• [Question brève 1] D'après l'extrait, pendant combien d'années Lynda Partner a-t-elle travaillé exclusivement dans l'industrie de la technologie ?
• [Question brève 2] Recopiez à l'identique le passage de l'extrait qui va de « Lynda Partner, directrice, Canadian » jusqu'à « domaine de la technologie. » inclus.

• [Extrait]
Le président : Ce serait utile.

Dans mes observations du début, j'ai fait une allusion déplacée à l'âge, mais je ne peux pas me porter garant de la mémoire de certains de mes collègues, surtout masculins. Il serait donc utile d'avoir un texte.

Lynda Partner, directrice, Canadian Women in Technology : Je comparais à deux titres. D'abord, comme PDG de quatre sociétés de haute technologie. J'incarne la petite entreprise type dirigée par une femme. Je suis également administratrice chez CanWIT, tribune nationale pour les Canadiennes dans le secteur de la technologie. J'essaie donc de représenter les femmes plus généralement dans le domaine de la technologie.

J'ai travaillé exclusivement dans l'industrie de la technologie pendant 28 ans. J'ai été dans les télécommunications, le logiciel, les communications sans fil et Internet. J'ai été présidente ou PDG de quatre entreprises, dont deux on été fondées par moi. Toutes ont été des entreprises vouées à la croissance; deux ont reçu l'appui de sociétés de capital de risque et une était une société ouverte.

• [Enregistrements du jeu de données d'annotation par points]

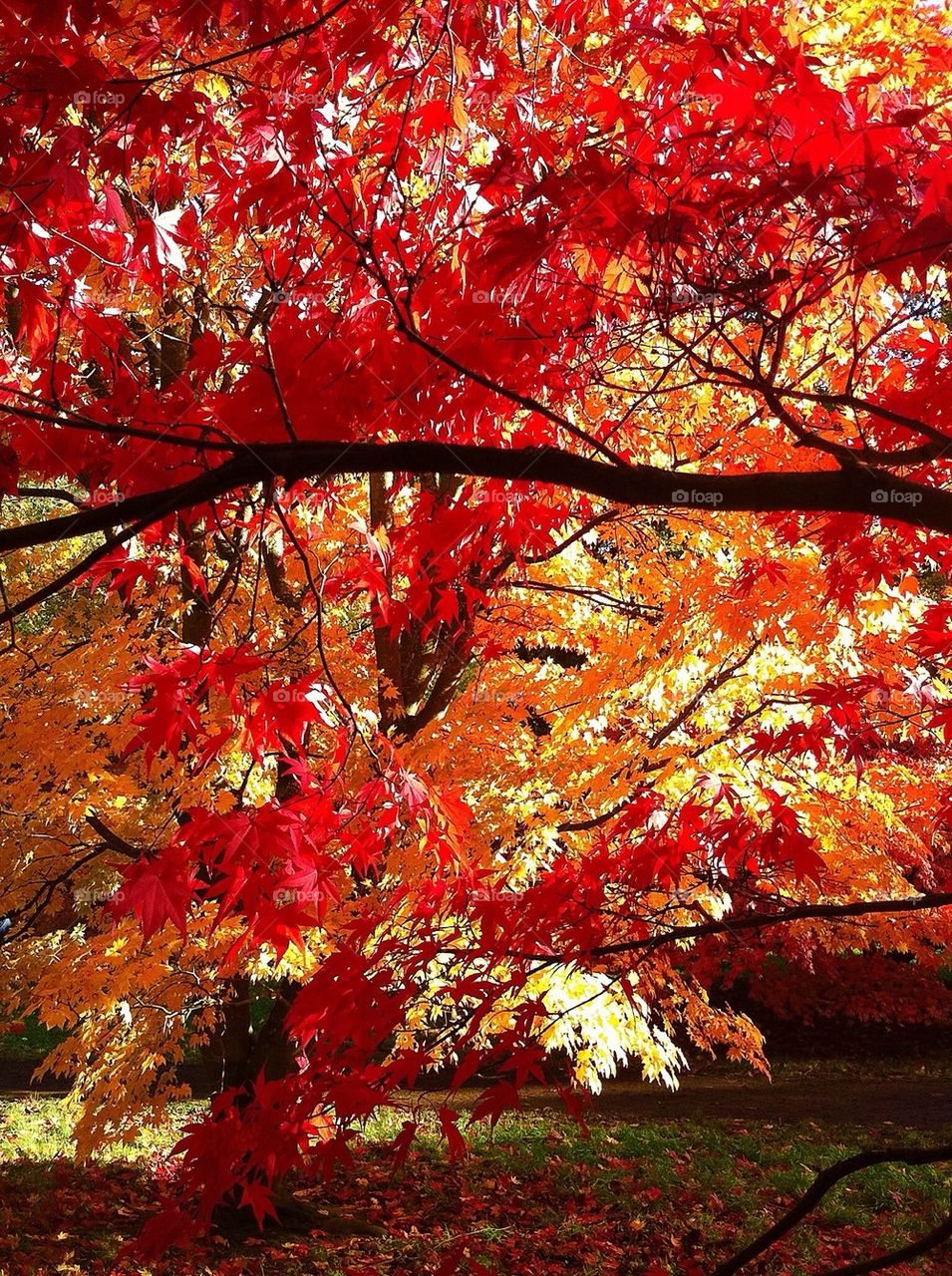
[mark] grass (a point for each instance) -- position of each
(536, 1197)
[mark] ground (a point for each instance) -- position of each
(660, 1185)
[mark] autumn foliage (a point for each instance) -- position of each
(477, 522)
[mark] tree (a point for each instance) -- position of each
(477, 522)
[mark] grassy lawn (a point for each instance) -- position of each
(535, 1197)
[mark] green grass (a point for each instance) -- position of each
(536, 1196)
(33, 1042)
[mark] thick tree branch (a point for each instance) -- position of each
(822, 1184)
(855, 488)
(762, 920)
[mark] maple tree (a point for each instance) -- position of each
(476, 520)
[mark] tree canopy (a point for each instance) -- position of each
(476, 520)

• [Solution complète 1] Pendant 28 ans.

• [Solution complète 2]
Lynda Partner, directrice, Canadian Women in Technology : Je comparais à deux titres. D'abord, comme PDG de quatre sociétés de haute technologie. J'incarne la petite entreprise type dirigée par une femme. Je suis également administratrice chez CanWIT, tribune nationale pour les Canadiennes dans le secteur de la technologie. J'essaie donc de représenter les femmes plus généralement dans le domaine de la technologie.